** BEGIN Records shown **

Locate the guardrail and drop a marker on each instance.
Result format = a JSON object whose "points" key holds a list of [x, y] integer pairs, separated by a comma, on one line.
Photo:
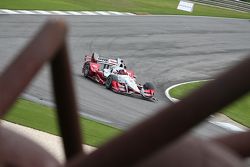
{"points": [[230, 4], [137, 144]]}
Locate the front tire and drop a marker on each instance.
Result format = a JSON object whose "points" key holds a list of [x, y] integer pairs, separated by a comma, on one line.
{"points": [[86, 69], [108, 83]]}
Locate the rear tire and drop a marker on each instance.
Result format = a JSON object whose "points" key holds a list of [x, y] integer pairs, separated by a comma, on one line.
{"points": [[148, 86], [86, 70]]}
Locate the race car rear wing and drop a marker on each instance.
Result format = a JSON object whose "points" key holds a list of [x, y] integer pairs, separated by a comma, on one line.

** END Records shown **
** BEGIN Records shown **

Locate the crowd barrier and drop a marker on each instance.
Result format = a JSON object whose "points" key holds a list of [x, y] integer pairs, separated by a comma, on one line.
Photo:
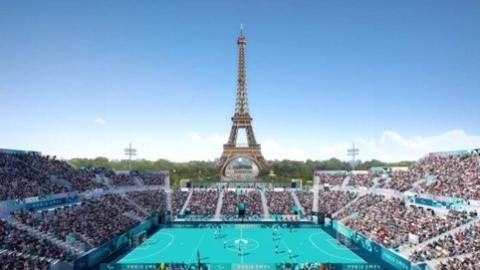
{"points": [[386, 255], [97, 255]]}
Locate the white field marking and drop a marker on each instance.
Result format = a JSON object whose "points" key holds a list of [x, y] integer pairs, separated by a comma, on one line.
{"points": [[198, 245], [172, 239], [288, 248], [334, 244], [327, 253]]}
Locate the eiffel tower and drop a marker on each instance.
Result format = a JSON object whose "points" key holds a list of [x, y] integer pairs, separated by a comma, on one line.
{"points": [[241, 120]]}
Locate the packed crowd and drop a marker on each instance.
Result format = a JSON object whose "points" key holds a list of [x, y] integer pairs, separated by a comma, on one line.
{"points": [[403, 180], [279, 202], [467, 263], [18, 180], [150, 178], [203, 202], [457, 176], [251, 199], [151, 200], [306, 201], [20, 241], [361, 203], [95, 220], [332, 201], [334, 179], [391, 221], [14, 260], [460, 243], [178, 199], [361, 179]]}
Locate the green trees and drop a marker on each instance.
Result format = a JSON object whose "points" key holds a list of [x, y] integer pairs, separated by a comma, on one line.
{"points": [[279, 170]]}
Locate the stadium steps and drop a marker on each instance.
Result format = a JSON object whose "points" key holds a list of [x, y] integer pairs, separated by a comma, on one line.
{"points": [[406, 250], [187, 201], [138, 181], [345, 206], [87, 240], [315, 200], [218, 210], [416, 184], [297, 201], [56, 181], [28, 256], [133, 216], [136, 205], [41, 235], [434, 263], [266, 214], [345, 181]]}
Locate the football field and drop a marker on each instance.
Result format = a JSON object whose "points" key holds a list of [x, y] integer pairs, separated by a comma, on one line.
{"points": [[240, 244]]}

** END Records shown **

**Task to carry out:** How many lines in the material above contain the word "marker"? Reply with the number alone.

**Problem solution:** 11